> Stated task
Display every line of the items below that contains the word "windshield".

> Extracted data
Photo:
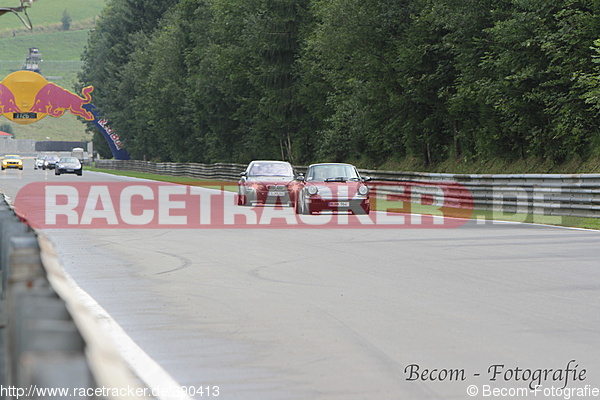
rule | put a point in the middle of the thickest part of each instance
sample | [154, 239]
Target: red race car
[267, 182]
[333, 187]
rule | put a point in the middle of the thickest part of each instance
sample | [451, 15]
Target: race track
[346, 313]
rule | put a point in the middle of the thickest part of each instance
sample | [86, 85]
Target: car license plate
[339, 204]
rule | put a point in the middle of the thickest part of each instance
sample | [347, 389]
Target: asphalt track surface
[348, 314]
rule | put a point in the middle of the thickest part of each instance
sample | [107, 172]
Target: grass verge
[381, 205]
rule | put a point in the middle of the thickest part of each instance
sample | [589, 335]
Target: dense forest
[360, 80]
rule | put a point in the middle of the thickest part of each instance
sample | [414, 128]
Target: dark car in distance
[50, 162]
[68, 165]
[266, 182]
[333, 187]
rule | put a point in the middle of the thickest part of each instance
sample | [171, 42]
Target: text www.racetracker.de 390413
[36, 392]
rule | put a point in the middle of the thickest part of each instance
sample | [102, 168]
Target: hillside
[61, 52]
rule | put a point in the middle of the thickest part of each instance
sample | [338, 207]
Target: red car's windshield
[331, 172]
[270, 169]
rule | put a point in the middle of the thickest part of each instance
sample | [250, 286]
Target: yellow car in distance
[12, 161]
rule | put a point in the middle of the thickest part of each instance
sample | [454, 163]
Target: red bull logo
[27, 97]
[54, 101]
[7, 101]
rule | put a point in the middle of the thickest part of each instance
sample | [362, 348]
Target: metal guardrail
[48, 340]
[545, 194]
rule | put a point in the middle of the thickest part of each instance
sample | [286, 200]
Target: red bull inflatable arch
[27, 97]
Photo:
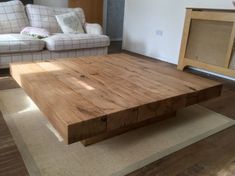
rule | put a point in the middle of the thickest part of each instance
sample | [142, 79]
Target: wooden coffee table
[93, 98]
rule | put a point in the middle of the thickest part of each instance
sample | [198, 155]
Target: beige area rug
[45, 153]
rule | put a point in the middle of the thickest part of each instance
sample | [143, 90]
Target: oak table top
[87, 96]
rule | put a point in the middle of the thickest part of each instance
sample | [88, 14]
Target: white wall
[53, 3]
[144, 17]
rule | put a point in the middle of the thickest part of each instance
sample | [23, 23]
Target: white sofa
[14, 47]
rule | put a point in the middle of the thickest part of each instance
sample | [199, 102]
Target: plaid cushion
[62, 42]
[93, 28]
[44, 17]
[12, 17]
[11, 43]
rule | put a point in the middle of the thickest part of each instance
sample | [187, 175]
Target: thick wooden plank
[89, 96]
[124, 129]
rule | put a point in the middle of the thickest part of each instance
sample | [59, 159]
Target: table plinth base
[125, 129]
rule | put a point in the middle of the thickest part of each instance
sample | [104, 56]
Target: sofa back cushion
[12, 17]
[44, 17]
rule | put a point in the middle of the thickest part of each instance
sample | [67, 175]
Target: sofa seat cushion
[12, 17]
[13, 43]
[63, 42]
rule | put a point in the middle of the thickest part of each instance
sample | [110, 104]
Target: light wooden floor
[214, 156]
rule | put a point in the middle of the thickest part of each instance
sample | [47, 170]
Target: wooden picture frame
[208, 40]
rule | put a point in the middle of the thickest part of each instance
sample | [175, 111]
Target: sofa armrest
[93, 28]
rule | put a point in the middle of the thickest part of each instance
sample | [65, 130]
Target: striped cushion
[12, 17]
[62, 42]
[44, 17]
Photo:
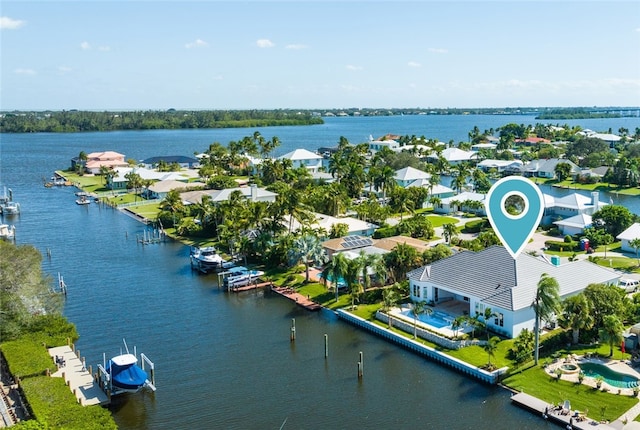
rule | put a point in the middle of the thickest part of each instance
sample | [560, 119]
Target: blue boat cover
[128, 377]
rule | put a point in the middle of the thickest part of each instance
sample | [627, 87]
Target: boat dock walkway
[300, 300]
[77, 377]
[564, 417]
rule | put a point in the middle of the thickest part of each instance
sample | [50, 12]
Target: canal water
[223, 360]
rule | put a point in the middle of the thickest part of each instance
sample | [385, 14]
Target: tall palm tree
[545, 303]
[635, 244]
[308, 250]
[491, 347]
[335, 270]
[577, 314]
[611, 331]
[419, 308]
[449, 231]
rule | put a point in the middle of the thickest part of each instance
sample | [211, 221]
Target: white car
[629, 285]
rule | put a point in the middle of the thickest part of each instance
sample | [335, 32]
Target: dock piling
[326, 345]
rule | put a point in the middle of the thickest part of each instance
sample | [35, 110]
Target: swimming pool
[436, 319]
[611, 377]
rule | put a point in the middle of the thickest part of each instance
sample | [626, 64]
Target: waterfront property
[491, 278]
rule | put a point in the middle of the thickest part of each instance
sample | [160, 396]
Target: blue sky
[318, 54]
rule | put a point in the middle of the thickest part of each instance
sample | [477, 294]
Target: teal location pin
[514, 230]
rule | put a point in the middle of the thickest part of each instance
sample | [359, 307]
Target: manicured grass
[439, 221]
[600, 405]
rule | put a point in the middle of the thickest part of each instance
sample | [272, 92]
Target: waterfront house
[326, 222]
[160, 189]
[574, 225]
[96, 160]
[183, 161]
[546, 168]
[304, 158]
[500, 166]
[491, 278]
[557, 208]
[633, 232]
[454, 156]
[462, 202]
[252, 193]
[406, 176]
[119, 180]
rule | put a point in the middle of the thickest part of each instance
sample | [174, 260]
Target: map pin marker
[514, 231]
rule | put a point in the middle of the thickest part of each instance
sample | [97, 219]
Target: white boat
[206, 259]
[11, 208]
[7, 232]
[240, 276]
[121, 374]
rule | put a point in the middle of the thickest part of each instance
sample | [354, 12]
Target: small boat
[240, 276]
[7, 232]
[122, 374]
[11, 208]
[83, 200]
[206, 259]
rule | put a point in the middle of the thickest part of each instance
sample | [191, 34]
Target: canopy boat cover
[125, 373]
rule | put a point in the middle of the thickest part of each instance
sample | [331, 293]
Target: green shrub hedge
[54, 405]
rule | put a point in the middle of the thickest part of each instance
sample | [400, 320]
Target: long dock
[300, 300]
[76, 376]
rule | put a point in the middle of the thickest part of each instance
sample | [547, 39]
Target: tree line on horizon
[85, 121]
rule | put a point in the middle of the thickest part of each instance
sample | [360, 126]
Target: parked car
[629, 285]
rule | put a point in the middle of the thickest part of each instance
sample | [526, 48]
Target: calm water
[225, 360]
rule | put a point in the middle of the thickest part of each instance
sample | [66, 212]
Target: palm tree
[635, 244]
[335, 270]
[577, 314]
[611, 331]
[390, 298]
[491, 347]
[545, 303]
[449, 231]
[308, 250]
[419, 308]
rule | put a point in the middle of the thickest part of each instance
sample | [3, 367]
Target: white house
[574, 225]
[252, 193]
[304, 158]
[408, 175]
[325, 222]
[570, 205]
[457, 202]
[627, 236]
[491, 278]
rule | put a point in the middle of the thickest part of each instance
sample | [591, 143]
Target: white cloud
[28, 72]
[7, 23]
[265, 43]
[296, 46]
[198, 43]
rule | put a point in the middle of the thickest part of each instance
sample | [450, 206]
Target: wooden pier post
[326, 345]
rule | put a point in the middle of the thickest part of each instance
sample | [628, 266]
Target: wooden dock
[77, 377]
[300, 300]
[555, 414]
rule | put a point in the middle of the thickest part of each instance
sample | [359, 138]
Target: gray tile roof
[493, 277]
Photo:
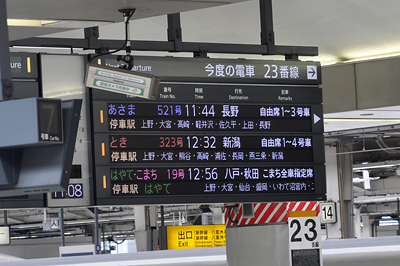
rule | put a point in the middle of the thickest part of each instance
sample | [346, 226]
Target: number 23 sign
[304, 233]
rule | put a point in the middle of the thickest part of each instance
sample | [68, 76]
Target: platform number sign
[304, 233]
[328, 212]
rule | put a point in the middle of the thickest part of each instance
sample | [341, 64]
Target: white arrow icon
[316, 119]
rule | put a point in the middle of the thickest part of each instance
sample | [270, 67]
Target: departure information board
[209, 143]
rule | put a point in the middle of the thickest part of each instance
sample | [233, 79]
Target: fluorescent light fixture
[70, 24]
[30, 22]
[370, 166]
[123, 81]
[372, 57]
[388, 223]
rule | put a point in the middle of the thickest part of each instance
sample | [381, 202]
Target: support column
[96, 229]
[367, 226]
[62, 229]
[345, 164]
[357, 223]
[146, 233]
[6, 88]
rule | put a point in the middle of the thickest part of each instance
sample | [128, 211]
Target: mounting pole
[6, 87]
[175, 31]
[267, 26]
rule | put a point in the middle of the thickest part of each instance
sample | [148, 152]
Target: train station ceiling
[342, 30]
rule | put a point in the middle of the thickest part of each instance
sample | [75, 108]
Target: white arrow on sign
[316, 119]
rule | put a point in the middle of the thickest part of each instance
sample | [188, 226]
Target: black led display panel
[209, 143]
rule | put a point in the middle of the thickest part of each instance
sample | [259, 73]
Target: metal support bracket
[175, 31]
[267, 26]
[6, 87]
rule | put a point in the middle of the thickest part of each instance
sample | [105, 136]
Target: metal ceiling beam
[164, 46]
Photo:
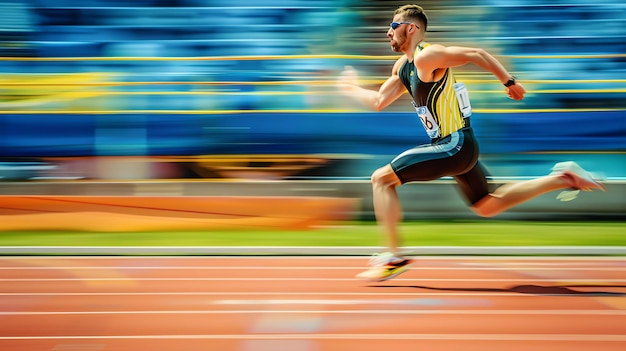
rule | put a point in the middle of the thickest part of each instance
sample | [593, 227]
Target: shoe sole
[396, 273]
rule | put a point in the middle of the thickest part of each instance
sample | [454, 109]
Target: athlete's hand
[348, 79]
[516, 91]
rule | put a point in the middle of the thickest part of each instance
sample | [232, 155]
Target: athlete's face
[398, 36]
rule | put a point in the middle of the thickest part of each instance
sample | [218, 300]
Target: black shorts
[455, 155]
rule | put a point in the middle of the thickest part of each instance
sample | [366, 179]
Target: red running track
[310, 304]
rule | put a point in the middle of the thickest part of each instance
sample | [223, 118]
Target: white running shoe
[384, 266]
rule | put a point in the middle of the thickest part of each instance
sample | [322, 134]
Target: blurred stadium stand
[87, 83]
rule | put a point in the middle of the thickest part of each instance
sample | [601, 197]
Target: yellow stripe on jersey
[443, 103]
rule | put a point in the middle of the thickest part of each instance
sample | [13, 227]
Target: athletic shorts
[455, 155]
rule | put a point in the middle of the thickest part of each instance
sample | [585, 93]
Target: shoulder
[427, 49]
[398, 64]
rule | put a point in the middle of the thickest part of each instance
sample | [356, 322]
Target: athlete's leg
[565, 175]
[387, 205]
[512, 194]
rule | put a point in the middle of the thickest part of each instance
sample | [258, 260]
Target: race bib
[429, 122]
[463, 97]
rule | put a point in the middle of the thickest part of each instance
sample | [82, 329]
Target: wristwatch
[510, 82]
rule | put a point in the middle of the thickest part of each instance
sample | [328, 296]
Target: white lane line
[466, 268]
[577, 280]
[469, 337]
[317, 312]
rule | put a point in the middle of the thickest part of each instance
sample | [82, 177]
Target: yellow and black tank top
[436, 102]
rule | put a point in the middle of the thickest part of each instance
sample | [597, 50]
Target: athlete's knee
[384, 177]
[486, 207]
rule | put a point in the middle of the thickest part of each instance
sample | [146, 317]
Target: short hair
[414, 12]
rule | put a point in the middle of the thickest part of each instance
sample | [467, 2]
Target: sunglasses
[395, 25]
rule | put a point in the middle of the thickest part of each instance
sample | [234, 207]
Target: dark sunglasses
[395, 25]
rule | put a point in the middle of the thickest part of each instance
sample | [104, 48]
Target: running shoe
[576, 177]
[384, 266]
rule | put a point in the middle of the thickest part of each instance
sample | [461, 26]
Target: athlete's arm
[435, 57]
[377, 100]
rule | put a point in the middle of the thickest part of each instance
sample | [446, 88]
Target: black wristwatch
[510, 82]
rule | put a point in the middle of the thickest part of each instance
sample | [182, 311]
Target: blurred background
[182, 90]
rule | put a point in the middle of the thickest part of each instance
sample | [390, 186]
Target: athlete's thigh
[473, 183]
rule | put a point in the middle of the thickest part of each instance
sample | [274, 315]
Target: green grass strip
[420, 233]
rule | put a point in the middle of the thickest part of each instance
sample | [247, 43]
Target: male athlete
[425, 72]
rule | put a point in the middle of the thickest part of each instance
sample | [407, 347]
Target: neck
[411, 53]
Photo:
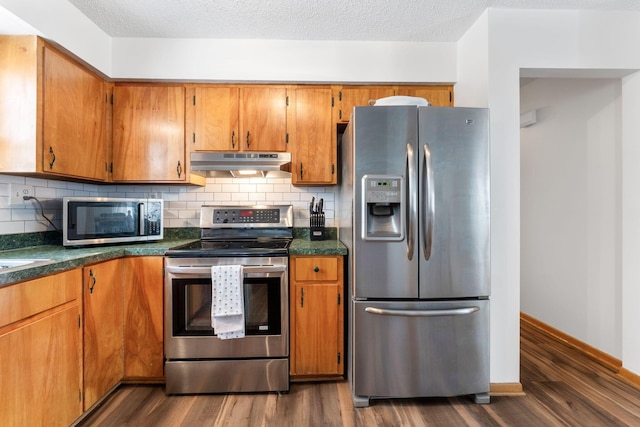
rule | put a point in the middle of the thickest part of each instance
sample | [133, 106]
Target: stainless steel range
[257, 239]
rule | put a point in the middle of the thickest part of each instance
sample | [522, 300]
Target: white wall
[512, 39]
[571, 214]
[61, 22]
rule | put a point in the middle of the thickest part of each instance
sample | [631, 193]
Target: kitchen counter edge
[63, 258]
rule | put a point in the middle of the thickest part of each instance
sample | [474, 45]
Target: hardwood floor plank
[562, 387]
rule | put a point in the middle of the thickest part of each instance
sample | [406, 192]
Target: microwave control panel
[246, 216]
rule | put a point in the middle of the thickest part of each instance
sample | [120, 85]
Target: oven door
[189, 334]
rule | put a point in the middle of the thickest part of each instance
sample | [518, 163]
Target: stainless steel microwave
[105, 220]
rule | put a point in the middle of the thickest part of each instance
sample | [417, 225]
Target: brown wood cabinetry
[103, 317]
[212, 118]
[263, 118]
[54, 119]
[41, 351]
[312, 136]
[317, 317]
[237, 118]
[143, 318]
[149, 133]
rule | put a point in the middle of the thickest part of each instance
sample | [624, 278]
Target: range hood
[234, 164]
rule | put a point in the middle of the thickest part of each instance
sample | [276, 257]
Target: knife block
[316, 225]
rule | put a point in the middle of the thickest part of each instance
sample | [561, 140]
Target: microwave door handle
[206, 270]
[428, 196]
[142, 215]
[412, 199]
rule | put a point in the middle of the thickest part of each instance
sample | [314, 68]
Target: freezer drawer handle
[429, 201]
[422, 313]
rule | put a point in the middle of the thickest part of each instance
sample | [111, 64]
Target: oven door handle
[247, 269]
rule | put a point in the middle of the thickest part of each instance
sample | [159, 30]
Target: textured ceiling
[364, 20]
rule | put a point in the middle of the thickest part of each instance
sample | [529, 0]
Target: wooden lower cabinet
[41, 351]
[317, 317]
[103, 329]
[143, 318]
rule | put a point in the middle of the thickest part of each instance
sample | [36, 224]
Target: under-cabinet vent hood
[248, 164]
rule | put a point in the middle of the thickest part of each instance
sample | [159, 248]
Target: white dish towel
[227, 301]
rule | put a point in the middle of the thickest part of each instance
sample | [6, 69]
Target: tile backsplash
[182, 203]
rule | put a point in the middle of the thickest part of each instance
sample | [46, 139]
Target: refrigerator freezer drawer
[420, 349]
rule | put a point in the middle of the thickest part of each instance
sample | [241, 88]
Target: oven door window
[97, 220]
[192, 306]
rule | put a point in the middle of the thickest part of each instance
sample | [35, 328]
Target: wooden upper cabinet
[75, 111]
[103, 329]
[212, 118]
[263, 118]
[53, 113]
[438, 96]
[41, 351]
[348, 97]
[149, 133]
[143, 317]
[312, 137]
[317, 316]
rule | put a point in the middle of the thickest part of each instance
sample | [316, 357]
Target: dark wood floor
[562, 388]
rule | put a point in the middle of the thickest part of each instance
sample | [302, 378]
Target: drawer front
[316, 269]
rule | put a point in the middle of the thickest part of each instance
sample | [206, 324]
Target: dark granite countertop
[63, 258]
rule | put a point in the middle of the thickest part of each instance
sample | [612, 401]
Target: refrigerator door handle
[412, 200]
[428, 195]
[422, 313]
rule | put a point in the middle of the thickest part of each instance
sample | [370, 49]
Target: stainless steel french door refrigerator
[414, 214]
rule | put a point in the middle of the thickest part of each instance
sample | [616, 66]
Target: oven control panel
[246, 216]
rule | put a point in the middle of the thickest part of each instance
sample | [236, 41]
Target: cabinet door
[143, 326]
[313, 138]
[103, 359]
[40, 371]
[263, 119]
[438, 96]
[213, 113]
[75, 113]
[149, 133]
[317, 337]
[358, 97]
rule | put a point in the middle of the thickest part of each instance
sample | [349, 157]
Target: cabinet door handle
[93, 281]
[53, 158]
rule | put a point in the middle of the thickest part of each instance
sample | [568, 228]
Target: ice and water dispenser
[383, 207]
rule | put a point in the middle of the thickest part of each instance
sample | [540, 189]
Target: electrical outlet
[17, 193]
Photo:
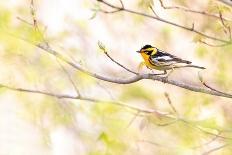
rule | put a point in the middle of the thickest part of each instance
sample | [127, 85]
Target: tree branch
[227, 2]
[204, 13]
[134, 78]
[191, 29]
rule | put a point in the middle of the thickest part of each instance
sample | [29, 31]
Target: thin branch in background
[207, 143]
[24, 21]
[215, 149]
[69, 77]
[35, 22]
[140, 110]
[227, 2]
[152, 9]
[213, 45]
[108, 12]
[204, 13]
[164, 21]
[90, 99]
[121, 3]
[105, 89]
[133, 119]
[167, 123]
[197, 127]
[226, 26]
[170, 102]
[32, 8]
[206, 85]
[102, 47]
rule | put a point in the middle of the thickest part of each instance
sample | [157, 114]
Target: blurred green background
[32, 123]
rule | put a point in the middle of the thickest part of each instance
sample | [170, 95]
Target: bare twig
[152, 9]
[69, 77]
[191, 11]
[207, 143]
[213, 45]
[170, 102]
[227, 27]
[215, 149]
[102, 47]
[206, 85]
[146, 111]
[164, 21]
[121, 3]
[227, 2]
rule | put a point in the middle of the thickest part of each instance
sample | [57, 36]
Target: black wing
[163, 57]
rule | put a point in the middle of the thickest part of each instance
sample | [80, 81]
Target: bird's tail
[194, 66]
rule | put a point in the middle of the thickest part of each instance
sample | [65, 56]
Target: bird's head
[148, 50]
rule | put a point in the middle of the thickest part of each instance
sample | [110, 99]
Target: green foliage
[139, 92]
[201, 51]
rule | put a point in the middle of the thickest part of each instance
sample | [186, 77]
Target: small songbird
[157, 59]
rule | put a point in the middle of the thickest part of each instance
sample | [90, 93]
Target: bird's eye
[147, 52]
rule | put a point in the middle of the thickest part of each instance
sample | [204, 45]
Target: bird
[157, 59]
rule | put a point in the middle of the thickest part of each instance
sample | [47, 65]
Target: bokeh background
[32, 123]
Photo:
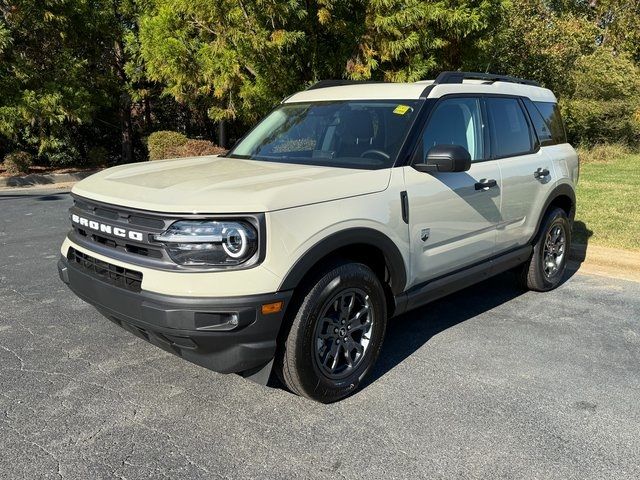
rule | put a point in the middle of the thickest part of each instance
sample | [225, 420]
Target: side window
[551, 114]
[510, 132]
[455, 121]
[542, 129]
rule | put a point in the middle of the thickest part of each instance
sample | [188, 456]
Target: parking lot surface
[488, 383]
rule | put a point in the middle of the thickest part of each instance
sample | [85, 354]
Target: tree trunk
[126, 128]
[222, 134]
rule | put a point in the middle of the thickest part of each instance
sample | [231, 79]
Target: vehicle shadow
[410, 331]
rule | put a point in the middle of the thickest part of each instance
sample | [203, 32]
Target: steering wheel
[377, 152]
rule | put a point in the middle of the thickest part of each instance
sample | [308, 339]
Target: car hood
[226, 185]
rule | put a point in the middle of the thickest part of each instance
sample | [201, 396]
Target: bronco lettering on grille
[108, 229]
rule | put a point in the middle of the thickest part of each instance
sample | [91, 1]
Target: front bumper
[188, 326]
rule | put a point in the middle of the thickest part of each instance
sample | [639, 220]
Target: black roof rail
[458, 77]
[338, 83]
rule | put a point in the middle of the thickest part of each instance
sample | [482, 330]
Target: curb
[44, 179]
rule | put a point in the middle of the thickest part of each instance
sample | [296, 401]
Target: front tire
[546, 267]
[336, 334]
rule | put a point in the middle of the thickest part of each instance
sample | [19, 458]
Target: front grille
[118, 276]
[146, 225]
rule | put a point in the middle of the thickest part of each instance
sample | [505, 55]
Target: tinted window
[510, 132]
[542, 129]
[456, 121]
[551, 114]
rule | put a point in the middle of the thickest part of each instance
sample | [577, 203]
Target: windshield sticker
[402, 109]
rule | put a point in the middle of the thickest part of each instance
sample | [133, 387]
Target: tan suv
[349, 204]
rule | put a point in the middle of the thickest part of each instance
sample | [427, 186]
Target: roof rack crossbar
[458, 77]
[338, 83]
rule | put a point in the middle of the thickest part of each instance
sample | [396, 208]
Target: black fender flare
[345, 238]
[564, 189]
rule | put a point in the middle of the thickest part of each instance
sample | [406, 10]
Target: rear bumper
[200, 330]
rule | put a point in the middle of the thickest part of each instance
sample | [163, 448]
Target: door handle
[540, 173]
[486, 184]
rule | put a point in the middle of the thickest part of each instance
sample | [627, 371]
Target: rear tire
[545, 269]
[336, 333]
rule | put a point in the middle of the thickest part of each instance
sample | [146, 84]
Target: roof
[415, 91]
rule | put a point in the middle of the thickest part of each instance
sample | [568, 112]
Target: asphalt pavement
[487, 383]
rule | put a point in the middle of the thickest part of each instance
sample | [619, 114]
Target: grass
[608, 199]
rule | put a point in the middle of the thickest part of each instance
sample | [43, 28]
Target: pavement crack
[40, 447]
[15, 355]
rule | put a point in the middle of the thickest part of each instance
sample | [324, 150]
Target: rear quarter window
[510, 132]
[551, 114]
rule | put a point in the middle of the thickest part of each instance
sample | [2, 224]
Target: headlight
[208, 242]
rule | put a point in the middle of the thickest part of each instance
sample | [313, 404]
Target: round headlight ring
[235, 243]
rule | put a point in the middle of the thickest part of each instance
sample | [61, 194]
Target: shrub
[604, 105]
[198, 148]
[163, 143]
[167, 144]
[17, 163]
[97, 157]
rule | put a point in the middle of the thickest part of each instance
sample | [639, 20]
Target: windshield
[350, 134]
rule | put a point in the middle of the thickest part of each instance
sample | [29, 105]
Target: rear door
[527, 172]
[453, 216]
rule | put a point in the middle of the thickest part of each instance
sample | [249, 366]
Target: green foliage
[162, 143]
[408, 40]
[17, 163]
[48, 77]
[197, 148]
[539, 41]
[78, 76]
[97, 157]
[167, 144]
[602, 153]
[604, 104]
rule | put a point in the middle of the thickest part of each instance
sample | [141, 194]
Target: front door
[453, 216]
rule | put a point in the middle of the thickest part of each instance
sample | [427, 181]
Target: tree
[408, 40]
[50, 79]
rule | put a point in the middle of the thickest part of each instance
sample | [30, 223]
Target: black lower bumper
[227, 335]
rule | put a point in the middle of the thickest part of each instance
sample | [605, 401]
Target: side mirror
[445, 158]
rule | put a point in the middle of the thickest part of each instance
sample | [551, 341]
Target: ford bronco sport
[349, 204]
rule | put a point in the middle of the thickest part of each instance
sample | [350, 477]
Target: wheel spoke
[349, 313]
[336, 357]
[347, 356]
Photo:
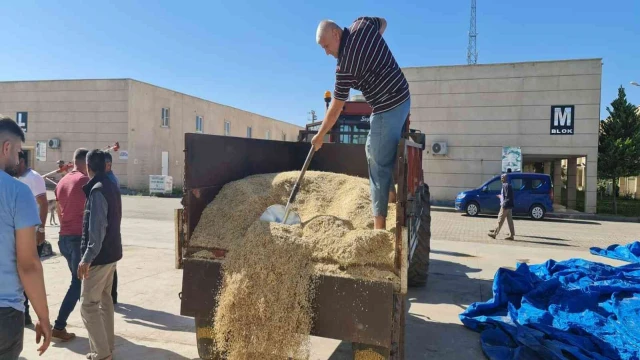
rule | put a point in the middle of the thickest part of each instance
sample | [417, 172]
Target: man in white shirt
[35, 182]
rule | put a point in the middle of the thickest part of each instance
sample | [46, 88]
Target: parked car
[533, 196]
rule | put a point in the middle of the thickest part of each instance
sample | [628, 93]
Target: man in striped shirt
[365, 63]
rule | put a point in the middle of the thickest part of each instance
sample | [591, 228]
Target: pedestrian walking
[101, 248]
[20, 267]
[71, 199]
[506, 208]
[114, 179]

> Full output
Target: red car's windshield
Target: windshield sticker
Target: windshield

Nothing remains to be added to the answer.